Dit artikel wordt u aangeboden door Schroders.

Schroders: Heeft Bill Gates gelijk?

img

Volgens miljardair Bill Gates heeft het geen zin om aandelen van fossiele-brandstofbedrijven te verkopen en heeft het tot nog toe geen enkel effect op de CO2-uitstoot gehad. Daar kan hij wel eens gelijk in hebben.

Miljardair Bill Gates, bekend van zijn vele filantropische projecten, neemt steeds duidelijker stelling in het debat over klimaatverandering. Hij vindt dat desinvesteren, ofwel het verkopen van aandelen van bedrijven die met fossiele brandstoffen te maken hebben, niets uithaalt in de strijd tegen de opwarming van de aarde. Onlangs heeft Schroders een uitgebreid onderzoek naar dit onderwerp gedaan.

En wat blijkt? Er zit een kern van waarheid in.

Volgens een artikel in de Financial Times heeft Gates gezegd dat desinvestering de CO2-uitstoot tot dusver waarschijnlijk met nog geen ton heeft verminderd.

Nu is de relatie tussen desinvestering en koolstofemissie in werkelijkheid een stuk ingewikkelder. Maar zeker is dat desinvestering niet per se de effectiefste manier is om positieve verandering teweeg te brengen. Beleggers die invloed op de werkwijze van fossiele-brandstofbedrijven willen uitoefenen, zullen met andere middelen waarschijnlijk meer bereiken. Schroders stelt een ander model voor om verandering te stimuleren, dat draait om een tactische dialoog en waarin de verschaffing van nieuw kapitaal wordt beperkt. 

Heeft desinvestering effect gehad?

- Geselecteerde gegevens -
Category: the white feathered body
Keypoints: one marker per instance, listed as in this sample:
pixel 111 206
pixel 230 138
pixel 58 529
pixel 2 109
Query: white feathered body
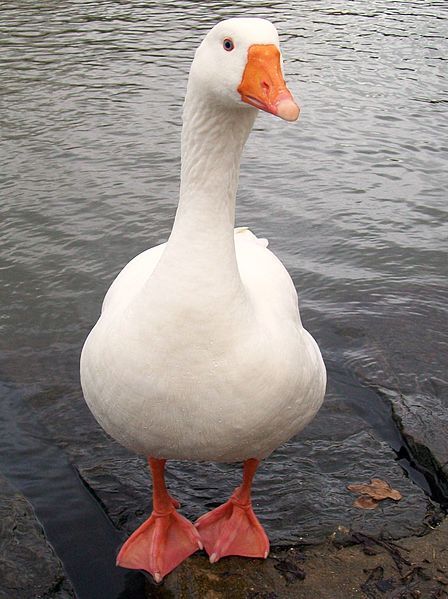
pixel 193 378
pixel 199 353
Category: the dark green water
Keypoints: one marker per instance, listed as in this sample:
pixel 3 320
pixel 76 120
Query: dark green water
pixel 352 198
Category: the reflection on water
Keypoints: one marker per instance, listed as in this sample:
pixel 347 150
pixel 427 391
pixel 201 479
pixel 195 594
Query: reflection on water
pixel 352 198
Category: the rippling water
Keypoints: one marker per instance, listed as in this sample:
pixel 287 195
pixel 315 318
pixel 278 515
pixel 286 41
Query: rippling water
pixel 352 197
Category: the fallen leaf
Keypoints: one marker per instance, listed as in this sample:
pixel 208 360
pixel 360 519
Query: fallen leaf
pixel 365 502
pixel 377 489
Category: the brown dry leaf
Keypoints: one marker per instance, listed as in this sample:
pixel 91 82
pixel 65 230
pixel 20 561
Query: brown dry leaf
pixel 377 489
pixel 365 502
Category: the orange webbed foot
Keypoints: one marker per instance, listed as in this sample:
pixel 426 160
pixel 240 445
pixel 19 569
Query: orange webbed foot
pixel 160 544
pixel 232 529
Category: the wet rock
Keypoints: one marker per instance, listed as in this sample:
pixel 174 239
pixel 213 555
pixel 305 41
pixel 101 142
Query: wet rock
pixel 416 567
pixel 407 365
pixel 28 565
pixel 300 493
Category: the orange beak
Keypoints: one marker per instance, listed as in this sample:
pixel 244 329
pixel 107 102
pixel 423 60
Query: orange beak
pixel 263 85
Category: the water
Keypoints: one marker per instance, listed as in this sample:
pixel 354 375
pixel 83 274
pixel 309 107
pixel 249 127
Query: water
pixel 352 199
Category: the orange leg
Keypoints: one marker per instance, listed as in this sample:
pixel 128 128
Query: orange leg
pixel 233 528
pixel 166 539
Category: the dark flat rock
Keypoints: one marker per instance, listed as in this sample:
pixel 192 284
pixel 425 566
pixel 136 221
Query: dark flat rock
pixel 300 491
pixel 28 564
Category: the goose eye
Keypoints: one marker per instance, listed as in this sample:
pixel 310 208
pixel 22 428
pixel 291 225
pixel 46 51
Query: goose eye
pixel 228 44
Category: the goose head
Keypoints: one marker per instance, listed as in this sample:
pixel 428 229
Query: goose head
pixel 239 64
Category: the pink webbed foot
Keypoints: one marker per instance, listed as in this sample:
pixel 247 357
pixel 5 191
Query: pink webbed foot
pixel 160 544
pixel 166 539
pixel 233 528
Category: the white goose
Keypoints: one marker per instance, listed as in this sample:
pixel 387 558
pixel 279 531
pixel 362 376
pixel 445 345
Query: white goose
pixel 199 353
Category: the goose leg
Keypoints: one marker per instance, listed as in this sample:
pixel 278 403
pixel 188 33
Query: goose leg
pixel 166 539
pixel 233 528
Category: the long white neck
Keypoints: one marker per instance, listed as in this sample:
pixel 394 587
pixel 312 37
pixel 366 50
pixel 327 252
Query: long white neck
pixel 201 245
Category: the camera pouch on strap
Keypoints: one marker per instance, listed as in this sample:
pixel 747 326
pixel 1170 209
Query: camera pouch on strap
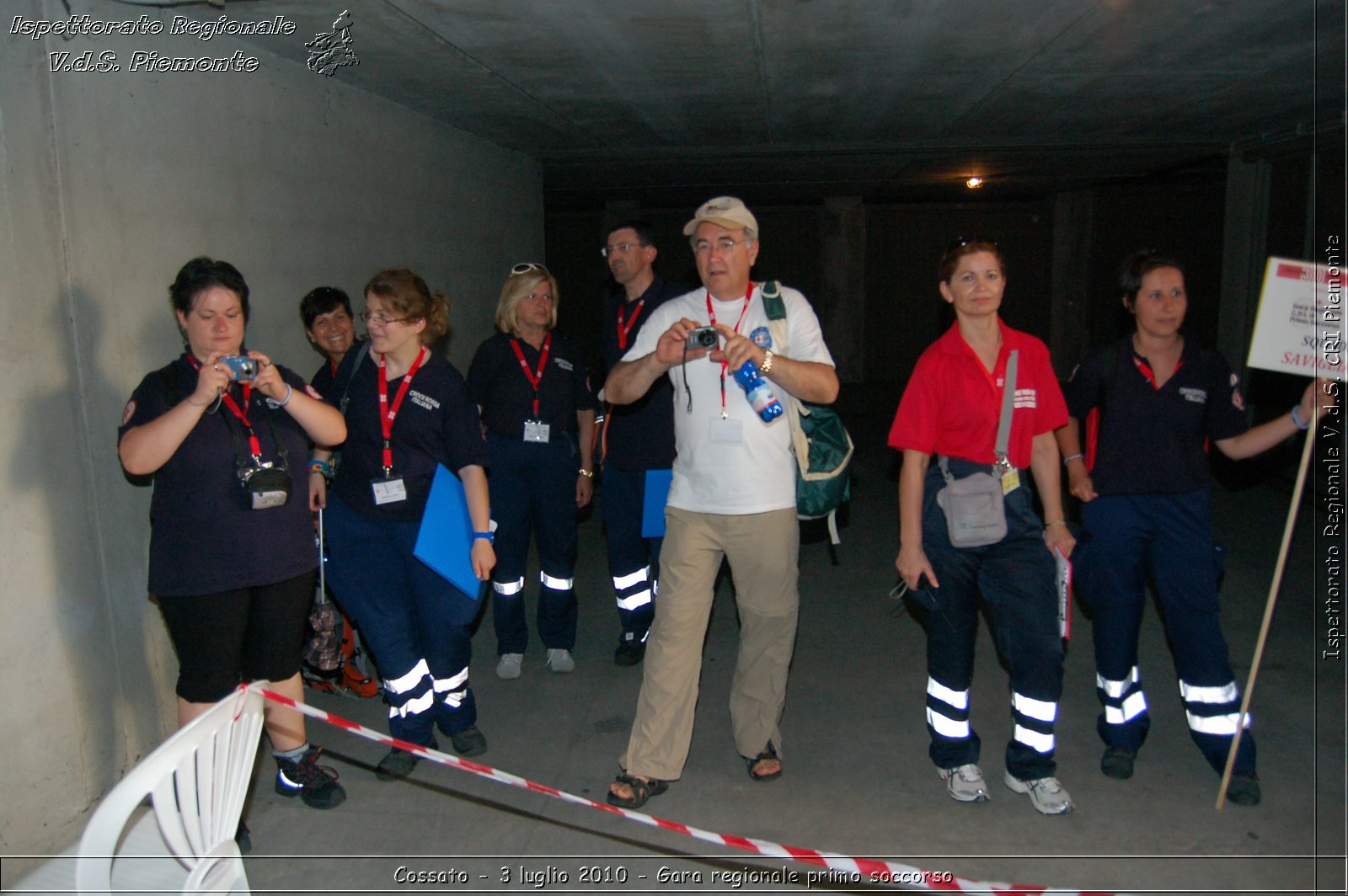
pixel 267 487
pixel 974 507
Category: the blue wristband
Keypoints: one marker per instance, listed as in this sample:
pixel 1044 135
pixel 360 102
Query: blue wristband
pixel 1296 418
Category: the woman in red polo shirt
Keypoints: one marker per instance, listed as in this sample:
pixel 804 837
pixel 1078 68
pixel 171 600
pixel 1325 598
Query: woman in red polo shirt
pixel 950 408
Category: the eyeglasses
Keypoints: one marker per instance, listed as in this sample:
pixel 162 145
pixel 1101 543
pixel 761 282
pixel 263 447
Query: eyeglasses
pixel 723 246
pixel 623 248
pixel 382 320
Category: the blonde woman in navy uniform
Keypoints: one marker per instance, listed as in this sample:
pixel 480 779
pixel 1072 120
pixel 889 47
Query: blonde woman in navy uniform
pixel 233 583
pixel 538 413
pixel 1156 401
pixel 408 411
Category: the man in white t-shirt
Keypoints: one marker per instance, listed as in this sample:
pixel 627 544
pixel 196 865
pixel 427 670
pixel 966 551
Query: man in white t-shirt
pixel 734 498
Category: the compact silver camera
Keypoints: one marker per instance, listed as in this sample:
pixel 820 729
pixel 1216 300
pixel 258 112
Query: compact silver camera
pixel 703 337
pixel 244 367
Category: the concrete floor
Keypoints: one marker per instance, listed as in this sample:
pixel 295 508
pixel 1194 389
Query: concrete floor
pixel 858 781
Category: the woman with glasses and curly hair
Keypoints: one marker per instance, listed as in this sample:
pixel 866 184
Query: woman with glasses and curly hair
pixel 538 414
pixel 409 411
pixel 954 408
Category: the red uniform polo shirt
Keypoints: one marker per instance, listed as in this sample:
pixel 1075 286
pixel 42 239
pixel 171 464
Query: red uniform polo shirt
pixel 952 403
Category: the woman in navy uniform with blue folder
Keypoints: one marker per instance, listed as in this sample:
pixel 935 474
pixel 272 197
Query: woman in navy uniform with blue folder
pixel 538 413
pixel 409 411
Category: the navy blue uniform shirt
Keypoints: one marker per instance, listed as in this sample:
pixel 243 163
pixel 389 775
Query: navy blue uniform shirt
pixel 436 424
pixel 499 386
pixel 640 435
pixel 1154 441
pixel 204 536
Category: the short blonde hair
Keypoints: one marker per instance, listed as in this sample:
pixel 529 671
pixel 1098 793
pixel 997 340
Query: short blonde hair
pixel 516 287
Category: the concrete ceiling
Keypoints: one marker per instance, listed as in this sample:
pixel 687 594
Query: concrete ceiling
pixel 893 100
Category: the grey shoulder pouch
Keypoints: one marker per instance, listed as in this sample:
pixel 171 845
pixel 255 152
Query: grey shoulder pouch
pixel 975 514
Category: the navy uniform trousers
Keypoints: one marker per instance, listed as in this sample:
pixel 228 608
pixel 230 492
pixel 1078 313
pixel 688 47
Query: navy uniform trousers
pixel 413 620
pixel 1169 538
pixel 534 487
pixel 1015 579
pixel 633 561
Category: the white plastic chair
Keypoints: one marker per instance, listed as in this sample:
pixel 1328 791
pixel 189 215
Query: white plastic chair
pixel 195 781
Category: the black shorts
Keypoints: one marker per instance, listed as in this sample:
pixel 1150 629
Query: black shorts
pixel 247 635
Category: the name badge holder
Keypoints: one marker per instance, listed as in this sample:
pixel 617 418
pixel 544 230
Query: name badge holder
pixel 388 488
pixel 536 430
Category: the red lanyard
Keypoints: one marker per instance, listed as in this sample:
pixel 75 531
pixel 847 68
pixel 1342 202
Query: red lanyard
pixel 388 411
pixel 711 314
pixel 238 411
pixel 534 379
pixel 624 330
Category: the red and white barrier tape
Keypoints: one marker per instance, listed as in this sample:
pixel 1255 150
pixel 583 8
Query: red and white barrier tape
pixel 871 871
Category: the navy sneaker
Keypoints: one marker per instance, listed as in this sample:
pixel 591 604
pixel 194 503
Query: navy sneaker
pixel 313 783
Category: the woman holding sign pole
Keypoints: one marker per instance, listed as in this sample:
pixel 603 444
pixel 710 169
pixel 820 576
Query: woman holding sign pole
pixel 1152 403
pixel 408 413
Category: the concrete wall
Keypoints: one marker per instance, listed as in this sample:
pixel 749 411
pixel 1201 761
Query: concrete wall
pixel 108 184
--
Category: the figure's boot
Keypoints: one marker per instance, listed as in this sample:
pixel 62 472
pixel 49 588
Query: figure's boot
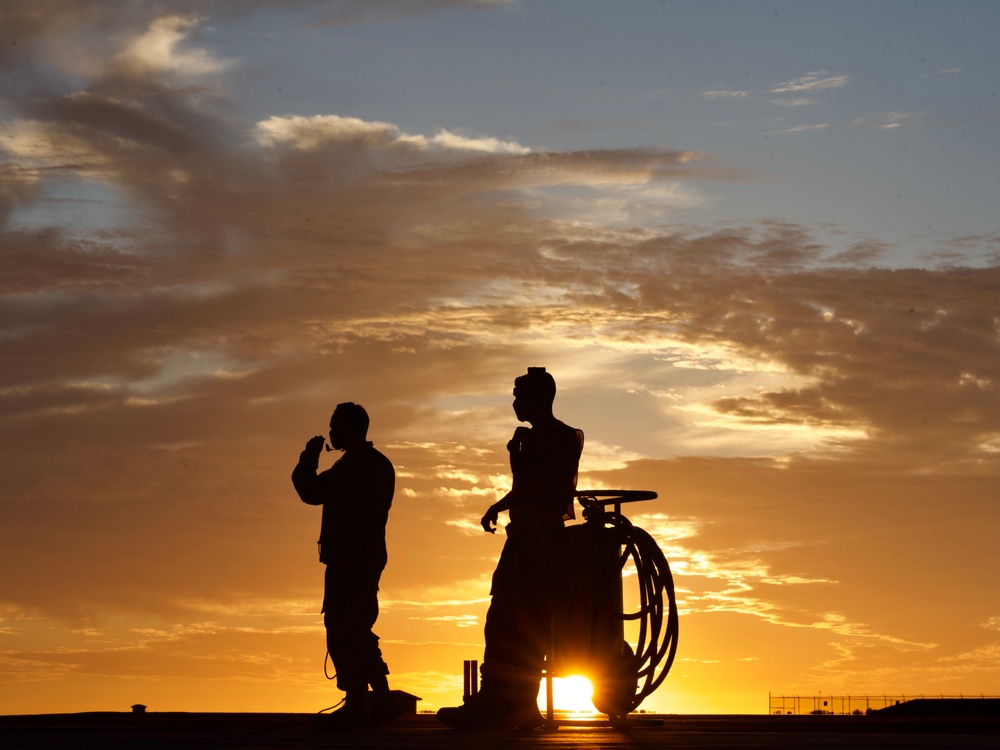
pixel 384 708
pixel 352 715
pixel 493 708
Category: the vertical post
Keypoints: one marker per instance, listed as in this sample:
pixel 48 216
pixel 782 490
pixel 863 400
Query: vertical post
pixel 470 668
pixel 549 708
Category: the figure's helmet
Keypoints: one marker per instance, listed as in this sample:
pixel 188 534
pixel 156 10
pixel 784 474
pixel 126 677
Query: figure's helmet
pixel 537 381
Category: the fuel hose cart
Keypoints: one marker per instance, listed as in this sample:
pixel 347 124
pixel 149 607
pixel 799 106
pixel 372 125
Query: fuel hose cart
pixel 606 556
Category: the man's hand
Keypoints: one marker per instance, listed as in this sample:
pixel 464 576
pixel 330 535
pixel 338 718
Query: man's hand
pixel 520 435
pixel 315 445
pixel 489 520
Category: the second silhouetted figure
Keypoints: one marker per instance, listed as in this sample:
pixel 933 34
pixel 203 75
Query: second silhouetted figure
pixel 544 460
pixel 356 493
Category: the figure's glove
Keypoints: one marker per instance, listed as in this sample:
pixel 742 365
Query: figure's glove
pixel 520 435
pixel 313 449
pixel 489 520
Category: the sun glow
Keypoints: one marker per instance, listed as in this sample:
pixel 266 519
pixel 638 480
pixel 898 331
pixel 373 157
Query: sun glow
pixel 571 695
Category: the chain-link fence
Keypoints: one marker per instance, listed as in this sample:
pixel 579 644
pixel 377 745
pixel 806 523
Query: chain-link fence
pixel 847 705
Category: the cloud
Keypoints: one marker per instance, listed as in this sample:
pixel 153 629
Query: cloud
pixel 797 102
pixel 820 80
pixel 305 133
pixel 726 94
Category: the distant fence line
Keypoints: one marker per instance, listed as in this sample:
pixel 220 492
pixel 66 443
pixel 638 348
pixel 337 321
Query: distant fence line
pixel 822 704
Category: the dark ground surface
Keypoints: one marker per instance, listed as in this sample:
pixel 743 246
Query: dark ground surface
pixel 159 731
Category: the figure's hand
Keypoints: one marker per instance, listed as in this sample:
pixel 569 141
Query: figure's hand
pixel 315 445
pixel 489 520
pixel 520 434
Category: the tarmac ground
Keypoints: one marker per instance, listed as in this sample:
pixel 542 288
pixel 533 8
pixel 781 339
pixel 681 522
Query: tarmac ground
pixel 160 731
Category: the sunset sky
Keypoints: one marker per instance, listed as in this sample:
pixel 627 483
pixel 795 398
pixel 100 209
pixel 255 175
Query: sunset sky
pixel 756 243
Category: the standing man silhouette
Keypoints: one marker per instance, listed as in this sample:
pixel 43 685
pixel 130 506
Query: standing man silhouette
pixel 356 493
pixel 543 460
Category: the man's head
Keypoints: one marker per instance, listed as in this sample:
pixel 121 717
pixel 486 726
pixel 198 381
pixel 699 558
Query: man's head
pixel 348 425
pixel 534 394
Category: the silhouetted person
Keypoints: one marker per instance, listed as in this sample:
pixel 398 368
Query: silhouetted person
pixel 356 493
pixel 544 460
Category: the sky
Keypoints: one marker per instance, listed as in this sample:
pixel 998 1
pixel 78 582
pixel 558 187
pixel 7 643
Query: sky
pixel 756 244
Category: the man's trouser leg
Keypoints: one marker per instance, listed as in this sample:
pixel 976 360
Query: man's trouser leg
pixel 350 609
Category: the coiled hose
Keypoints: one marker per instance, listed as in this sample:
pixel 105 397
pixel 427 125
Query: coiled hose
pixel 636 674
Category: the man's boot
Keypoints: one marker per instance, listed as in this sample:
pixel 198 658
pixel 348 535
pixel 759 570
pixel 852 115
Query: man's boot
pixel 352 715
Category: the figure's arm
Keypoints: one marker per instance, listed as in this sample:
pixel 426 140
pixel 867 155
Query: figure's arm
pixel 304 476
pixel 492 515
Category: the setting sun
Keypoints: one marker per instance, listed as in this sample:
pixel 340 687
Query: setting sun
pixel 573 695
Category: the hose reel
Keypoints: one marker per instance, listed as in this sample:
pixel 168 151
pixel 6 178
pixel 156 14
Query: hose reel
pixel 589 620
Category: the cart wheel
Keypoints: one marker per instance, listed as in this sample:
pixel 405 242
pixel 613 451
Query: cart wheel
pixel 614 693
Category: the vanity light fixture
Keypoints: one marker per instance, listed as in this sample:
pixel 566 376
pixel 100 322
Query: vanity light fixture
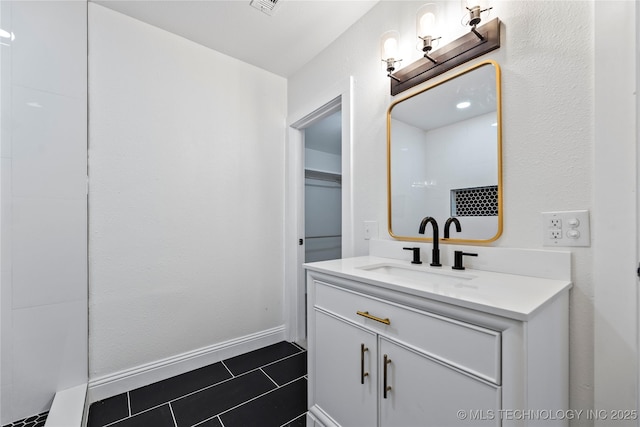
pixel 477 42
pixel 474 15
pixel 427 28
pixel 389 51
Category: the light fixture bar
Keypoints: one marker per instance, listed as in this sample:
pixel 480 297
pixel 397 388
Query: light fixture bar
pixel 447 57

- Opdrachten -
[1] Geef bij elke bewering aan of ze overeenkomt met het artikel over Bill Gates en desinvestering. Antwoord met ja of nee en citeer letterlijk de woorden uit het artikel die de doorslag geven. (a) Gates vindt dat het verkopen van aandelen in fossiele-brandstofbedrijven weinig uithaalt tegen de opwarming van de aarde. (b) Schroders stelt voor om fossiele-brandstofbedrijven meer nieuw kapitaal te verschaffen. (c) De uitspraak van Gates over de CO2-uitstoot komt uit een artikel in de Financial Times.
[2] Schrijf het volgende stuk van het artikel over Bill Gates en desinvestering, aansluitend op de laatste regel ervan.
De items hebben hier niets mee te maken.

- Antwoorden per opdracht -
[1]
(a) Ja: "Hij vindt dat desinvesteren, ofwel het verkopen van aandelen van bedrijven die met fossiele brandstoffen te maken hebben, niets uithaalt in de strijd tegen de opwarming van de aarde."
(b) Nee: "waarin de verschaffing van nieuw kapitaal wordt beperkt"
(c) Ja: "Volgens een artikel in de Financial Times heeft Gates gezegd"

[2]
Als beleggers hun geld uit fossiele brandstoffen terugtrekken, zo zeggen de voorstanders van desinvestering, zullen de betrokken bedrijven een tekort aan kapitaal krijgen. De desinvesteringsbeweging begon in 2011 op enkele Amerikaanse universiteiten en heeft zich sindsdien over de wereld verspreid. Verschillende pensioenfondsen, stichtingen, steden en gemeenten hebben zich inmiddels aangesloten. Volgens onderzoek van de universiteit van Oxford is het de snelst groeiende desinvesteringscampagne ooit. Hoewel de beweging er prima in geslaagd is de bewustwording te vergroten en bedrijven te stigmatiseren, heeft desinvestering op zich niet het gewenste effect op de activiteiten of de levensvatbaarheid van bedrijven gehad.  

Gates stelt: “Het is niet zo dat de mensen die staal en benzine maken, hierdoor nu zonder kapitaal zitten”, en inderdaad blijkt uit het onderzoek van Schroders dat de pogingen om geld weg te halen, een beperkt effect hebben gehad.

Neem bijvoorbeeld de aandelenmarkt.  Desinvesteren betekent dat je fossiele aandelen verkoopt aan iemand die ze wil kopen, zo werkt een markt nu eenmaal. Zodoende maakt het wegdoen van je aandelen in feite niets uit voor de activiteiten van die bedrijven, vooral als er winstbeluste beleggers zijn die ze willen kopen. 

Operationeel gezien kan het effectiever zijn de financiering aan te pakken.  Bedrijven zijn afhankelijk van obligaties of bankleningen om hun ontwikkelings- en productieactiviteiten te financieren of bestaande leningen te herfinancieren. Het nieuwe kapitaal dat door aandeelhouders wordt verschaft, valt in het niet bij de financiering door middel van leningen.

Sommige banken zijn gestopt of hebben aangekondigd te stoppen met de financiering van fossiele-brandstofprojecten en -bedrijven, maar andere banken zijn meer dan bereid in het gat springen; ook beleggers zijn nog steeds bereid te lenen. De cijfers spreken boekdelen: tussen 2010 en 2018 werd naar schatting voor meer dan $5 biljoen aan leningen aan de olie- en gassector verstrekt, volgens onderzoek van technologie- en content-leverancier Dealogic. 

De desinvesteringscampagnes hebben dus duidelijk weinig tot geen effect gehad op de activiteiten van bedrijven of hun vermogen financiering te verkrijgen.

Als desinvesteren niet werkt, wat kunnen beleggers dan doen?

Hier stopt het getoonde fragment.